*Task to carry out*. Set down, word for word, the stretch of lines from the one containing "Trace the outline of every instance of the <item>red" to the end of the records below.

────────

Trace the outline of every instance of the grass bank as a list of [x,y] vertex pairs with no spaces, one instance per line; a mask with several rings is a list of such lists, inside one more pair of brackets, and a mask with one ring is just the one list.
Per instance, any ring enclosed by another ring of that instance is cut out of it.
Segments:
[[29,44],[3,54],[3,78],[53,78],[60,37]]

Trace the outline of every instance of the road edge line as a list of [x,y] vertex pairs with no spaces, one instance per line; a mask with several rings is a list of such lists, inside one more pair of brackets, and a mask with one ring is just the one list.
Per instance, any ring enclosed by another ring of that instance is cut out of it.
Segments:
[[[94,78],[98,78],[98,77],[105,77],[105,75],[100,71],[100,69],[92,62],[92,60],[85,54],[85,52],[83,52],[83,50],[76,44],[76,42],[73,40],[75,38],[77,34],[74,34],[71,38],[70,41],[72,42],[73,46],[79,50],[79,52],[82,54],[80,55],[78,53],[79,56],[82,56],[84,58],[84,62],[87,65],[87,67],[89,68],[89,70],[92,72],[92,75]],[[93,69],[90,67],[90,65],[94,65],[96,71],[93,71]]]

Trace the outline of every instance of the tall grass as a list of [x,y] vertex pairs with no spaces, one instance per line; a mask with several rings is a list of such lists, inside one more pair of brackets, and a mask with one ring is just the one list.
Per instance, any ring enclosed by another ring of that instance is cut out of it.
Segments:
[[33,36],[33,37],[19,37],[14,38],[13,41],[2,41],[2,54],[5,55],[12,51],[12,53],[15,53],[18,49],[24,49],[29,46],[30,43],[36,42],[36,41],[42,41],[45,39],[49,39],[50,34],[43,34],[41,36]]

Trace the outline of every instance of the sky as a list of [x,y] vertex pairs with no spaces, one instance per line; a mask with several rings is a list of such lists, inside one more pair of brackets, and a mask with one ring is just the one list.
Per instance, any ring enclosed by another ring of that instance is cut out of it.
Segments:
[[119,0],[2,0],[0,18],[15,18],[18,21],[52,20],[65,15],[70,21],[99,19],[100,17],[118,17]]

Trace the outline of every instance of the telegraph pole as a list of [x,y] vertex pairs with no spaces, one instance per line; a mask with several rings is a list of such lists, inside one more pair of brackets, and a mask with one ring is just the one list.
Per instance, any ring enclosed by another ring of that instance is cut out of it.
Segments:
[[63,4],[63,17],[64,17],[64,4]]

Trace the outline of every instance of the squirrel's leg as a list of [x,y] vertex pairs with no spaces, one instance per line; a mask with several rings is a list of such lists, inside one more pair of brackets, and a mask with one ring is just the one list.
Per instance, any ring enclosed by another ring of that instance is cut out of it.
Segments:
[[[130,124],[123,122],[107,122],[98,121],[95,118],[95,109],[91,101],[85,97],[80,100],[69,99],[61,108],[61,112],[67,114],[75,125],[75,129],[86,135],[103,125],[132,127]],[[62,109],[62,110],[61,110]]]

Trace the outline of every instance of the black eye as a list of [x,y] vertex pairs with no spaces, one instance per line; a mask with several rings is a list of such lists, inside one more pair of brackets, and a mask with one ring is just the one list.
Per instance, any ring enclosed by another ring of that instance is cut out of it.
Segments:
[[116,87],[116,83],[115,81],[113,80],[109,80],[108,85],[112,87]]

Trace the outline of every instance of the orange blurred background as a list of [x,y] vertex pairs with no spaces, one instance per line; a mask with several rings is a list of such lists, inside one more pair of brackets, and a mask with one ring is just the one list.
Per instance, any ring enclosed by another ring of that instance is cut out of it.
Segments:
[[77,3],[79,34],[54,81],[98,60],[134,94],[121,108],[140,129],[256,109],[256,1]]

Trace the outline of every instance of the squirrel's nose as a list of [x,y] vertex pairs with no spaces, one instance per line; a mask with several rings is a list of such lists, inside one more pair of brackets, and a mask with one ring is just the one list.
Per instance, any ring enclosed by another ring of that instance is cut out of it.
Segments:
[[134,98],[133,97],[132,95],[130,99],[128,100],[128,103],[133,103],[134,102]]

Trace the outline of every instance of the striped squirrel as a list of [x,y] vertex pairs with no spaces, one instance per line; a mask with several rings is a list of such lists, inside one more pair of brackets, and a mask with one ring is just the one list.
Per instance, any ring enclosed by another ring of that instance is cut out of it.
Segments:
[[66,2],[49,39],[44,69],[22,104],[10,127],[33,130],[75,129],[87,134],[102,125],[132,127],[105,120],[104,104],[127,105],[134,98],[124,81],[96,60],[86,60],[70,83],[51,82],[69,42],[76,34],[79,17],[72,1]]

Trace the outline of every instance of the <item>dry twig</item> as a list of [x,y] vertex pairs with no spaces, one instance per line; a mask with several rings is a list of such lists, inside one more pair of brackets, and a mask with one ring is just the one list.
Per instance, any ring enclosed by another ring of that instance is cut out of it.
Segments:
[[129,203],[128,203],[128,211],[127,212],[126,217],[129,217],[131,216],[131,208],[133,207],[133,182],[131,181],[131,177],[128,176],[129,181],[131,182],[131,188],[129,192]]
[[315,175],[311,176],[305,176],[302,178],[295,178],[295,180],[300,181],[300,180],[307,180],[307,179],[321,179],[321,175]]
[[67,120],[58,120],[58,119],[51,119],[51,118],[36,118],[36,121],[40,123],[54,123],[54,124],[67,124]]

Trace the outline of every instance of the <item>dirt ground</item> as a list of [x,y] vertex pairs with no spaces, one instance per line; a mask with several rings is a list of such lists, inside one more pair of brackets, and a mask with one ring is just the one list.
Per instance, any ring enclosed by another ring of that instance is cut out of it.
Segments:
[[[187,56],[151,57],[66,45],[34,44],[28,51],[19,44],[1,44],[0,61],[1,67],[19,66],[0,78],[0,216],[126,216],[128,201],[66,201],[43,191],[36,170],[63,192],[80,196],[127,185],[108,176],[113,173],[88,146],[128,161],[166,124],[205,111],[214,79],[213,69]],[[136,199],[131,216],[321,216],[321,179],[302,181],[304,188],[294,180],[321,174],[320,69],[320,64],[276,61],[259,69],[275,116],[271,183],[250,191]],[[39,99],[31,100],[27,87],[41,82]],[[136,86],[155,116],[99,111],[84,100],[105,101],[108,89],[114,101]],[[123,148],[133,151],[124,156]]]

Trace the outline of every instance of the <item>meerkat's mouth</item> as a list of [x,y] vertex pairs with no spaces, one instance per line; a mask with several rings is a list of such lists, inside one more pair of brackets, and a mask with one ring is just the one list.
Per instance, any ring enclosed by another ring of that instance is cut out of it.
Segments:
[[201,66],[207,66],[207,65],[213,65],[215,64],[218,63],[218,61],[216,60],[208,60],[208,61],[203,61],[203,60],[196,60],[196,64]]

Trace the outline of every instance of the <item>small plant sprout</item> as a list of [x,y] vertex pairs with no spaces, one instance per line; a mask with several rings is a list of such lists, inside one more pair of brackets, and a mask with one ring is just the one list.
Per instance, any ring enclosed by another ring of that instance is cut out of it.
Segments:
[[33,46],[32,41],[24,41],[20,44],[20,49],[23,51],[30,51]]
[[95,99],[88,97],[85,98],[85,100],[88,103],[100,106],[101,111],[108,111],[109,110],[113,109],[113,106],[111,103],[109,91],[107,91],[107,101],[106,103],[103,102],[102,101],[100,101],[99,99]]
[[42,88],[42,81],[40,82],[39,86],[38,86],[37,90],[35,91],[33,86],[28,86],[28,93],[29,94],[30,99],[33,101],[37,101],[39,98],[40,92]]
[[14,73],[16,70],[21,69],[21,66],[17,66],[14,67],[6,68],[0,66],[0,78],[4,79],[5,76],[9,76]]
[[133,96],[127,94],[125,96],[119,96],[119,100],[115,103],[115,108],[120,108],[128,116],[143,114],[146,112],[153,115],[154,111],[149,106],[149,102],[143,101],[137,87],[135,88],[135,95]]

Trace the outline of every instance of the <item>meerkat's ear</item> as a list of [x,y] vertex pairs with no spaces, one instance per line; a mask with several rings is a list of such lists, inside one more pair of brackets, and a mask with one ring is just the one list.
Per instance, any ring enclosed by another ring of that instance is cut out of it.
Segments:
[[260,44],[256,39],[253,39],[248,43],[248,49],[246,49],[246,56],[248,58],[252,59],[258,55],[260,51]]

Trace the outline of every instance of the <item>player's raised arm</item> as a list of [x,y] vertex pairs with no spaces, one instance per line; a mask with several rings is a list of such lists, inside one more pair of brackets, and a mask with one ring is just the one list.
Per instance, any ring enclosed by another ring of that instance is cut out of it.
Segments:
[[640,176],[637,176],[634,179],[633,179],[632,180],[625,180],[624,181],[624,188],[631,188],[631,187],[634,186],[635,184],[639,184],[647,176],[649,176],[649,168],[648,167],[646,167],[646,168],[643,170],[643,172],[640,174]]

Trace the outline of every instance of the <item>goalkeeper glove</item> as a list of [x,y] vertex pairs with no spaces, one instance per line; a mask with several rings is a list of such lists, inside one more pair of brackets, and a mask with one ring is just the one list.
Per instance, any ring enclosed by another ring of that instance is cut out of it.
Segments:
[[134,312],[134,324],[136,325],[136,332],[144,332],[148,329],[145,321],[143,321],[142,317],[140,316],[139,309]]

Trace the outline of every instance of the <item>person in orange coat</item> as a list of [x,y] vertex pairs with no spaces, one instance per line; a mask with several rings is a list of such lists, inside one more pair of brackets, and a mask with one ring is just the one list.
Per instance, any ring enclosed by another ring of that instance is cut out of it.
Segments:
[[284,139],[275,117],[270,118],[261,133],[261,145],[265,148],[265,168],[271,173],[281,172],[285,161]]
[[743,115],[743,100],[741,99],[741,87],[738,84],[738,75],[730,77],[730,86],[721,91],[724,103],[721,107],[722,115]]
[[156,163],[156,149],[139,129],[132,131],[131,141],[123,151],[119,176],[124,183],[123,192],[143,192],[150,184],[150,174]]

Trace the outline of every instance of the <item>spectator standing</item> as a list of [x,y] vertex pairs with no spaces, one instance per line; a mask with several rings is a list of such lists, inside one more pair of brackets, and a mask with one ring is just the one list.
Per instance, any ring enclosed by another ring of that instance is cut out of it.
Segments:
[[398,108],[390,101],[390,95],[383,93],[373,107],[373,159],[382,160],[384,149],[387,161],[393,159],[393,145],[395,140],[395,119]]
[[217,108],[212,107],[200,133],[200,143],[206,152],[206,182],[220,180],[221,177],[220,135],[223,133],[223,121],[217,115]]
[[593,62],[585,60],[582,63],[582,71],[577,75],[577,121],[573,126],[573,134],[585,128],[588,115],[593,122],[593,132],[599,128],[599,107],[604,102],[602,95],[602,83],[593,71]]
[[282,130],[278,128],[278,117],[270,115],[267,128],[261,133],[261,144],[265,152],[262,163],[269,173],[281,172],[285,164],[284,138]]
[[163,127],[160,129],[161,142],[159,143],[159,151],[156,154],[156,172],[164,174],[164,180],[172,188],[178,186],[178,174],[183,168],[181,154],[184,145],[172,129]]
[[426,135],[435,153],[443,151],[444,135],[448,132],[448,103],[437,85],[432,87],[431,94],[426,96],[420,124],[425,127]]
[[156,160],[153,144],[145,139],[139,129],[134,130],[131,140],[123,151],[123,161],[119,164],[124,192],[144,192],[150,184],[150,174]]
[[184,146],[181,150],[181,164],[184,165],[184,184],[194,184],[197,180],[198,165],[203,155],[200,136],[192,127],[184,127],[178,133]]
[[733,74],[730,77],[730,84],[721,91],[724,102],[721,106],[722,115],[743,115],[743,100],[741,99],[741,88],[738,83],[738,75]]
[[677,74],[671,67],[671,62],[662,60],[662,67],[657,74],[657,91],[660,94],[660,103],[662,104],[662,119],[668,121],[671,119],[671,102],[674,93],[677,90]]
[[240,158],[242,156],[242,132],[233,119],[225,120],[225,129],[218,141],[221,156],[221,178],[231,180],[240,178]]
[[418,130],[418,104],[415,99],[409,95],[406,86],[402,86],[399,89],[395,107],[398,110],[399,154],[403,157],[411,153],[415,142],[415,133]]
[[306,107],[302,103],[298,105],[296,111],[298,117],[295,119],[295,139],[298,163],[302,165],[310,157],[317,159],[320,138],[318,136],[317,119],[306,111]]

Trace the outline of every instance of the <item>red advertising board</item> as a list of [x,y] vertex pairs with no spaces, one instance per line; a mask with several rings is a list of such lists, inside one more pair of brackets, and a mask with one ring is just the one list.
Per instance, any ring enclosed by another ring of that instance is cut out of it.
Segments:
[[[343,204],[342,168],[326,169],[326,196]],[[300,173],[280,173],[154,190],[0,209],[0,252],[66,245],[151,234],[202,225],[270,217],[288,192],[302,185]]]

────────

*Response*.
Trace the outline of every instance of the <item>red advertising board</item> as a list of [x,y] vertex pairs with no spaces, one instance per line; a mask with several rings is a list of such lists, inside one more pair of brackets, and a mask with one ring is just the one list.
Per instance, any ring enclosed by another ring of that instance is cut out of it.
Segments:
[[[343,204],[342,168],[326,169],[326,196]],[[300,173],[280,173],[154,190],[0,209],[0,252],[66,245],[151,234],[202,225],[270,217],[288,192],[302,185]]]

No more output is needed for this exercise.